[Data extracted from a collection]
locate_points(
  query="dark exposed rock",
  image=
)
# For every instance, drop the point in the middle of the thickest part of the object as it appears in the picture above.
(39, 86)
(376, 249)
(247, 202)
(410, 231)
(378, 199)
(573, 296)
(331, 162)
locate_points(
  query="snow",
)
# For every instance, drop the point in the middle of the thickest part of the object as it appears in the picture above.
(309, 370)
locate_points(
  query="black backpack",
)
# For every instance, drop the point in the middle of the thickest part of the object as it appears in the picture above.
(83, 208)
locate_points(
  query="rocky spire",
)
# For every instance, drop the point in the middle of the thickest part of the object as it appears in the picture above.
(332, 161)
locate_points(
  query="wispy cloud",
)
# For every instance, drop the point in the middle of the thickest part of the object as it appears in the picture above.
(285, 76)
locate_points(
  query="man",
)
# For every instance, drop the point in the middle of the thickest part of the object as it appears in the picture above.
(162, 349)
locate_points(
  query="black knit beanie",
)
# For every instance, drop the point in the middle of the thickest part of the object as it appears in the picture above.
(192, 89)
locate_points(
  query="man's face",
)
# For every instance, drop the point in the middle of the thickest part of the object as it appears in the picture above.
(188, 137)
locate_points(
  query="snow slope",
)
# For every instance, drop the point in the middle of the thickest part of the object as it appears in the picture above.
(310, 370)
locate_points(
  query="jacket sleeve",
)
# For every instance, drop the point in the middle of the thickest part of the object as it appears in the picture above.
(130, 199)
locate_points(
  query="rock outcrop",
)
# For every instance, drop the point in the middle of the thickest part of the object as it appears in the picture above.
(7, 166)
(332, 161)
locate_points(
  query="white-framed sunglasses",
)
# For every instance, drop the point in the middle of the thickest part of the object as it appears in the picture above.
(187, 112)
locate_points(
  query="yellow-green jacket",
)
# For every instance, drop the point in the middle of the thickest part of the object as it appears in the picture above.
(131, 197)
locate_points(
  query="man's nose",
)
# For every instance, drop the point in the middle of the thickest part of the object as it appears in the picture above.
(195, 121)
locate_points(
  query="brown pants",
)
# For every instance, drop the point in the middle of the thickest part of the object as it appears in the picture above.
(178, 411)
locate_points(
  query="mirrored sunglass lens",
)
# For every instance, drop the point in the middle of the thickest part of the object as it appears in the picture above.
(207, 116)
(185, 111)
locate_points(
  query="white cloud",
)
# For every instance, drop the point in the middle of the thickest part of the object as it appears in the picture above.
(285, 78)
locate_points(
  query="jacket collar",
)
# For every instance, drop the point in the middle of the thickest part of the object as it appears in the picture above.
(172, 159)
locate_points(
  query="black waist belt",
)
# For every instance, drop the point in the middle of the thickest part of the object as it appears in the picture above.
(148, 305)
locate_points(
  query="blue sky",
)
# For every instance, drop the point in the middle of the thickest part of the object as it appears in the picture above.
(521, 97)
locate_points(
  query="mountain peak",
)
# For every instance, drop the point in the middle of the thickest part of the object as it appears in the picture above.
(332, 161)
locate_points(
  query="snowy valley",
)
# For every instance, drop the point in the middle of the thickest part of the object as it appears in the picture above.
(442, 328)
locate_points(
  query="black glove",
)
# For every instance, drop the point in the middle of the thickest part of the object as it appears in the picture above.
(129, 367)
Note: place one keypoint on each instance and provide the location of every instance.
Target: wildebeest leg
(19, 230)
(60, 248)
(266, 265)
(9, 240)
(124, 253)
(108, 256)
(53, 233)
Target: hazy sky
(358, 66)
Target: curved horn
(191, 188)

◆ **What this task involves**:
Write out, word for word, the line containing "Note: place one" and every line after it to the end of the data above.

◆ **The result**:
Note: place one keypoint on each instance and provide the location of every instance.
Target: wildebeest leg
(19, 230)
(60, 248)
(266, 265)
(9, 240)
(124, 253)
(108, 256)
(53, 233)
Target: hazy sky
(358, 66)
Target: curved horn
(191, 188)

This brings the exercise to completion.